Selected passage:
It looks like December has been the most fruitful and event-rich month of the year.
I’ve always wanted to have a dog, and about 4 years when I realized things are going sour with my finances, and the investments I made are going to require most of my money, I had to put the idea of owning a dog away. Since few months ago after I got rid of that project, the thought of owning a dog started to become more real. But which breed?
I prefer shepherd-like dogs, and have I had a house with a garden, I’d opt for 2 dogs: Husky and German Shepherd. One for “fun” and play, the other for protection. But living in a smallish flat with two kids and having a large dog is a massive headache. Not only do they require their own space (like every other human), but they also need more food and time/energy to keep them happy and healthy. So I decided to start looking for the perfect breed. These were my requirements:
- child-friendly: the dog must play well with the kids. And while I don’t need it to keep them busy and play with them all day long, it cannot be agressive towards them, e.g. like Aussie that could gently bite the legs to keep the “herd” under control
- relatively active and smart: even though I spend most of my day in front of the screen, one of the reasons I want a dog is to force me to spend more time outdoors. As a result I need a companion to have at least two hour-long walks a day
- size: small to medium size so it is comfortable living with us in a restricted space which is our flat
My family had few other wishes like dog’s smell and shedding. The absence of both would be ideal. After reading about various breeds, doing online tests to find out my perfect type, and stalking strangers on the street. I was suggested to meet the breeder of border collies, who is also a dog trainer, and talk to her about my wishes. And she gave me a list:
- border collie
- boston terrier
While the first two look somewhat similar, the boston terrier is a visible outlier in the list. I was told by many that this is the perfect breed for families. It’s active, it’s fun, it can easily stay at home alone without causing damage. It loves to play with children, a lot. And most importantly, it doesn’t smell and shed. As a bonus, they have a good health track record (unline their cousins Frenchies). There is however a huge drawback too: the dog is not a good fit for long hiking trips through the woods. And in summer I do go on 15-30km/day camping trips. So far this is also the only dog I haven’t had a walk with.
Natalia, the dog trainer, owns six border collies! Six! And this dog was on the top of her suggestion list. While she might have some personal interest to “sell” me her puppies, I felt she was genuine in explaining all the pros and cons of these dogs, and listened to me carefully when I told her about my circumstances and wishes. I did, however, have an opposing opinion too about border collies from a friend who owns one. It happened so that he bought his pup from Natalia too. The reason for the negative opinion is that this dog migh be too much for me: the time and energy requirements are just too high.

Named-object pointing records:
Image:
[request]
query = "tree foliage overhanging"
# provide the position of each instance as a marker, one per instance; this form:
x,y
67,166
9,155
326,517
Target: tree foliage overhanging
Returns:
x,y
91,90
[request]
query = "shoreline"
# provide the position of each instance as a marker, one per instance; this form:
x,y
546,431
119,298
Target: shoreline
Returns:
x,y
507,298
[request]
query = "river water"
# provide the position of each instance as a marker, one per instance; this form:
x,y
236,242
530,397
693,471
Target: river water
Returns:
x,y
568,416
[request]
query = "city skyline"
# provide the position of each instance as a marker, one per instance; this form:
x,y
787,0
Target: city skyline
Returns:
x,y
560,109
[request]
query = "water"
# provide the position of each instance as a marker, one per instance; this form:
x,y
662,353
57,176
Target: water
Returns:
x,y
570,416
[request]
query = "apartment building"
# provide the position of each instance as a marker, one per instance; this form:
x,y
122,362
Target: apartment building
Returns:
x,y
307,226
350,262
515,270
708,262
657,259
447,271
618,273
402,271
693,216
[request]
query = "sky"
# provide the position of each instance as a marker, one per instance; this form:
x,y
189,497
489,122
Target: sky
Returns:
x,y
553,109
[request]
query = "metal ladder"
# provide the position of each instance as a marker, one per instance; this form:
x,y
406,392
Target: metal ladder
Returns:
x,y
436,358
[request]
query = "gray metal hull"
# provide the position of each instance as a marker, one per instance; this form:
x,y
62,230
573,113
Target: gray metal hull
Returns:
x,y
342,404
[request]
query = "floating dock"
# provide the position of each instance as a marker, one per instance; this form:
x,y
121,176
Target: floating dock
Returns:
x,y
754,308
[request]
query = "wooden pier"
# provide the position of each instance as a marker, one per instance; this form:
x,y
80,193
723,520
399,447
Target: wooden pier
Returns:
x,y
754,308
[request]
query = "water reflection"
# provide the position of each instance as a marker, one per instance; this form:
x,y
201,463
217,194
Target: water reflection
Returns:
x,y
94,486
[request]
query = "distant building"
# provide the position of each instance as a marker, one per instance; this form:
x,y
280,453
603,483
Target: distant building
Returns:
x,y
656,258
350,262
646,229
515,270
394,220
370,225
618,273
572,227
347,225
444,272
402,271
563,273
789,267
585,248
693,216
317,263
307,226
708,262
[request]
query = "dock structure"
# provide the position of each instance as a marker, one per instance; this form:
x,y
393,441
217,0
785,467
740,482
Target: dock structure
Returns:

What to work on:
1 - Answer these from the dog post:
(a) Which two breeds would the writer pick with a house and garden?
(b) How many border collies does the dog trainer own?
(c) What daily distance do the writer's summer camping trips cover?
2 - List every requirement the writer set out for the breed in the dog post.
3 - Rewrite the dog post from "Natalia, the dog" to "just too high.", putting "herding dogs" in place of "border collies".

Responses for each task:
1 -
(a) Husky and German Shepherd
(b) Six
(c) 15-30km/day

2 -
- child-friendly
- relatively active and smart
- size: small to medium

3 -
Natalia, the dog trainer, owns six herding dogs! Six! And this dog was on the top of her suggestion list. While she might have some personal interest to “sell” me her puppies, I felt she was genuine in explaining all the pros and cons of these dogs, and listened to me carefully when I told her about my circumstances and wishes. I did, however, have an opposing opinion too about herding dogs from a friend who owns one. It happened so that he bought his pup from Natalia too. The reason for the negative opinion is that this dog migh be too much for me: the time and energy requirements are just too high.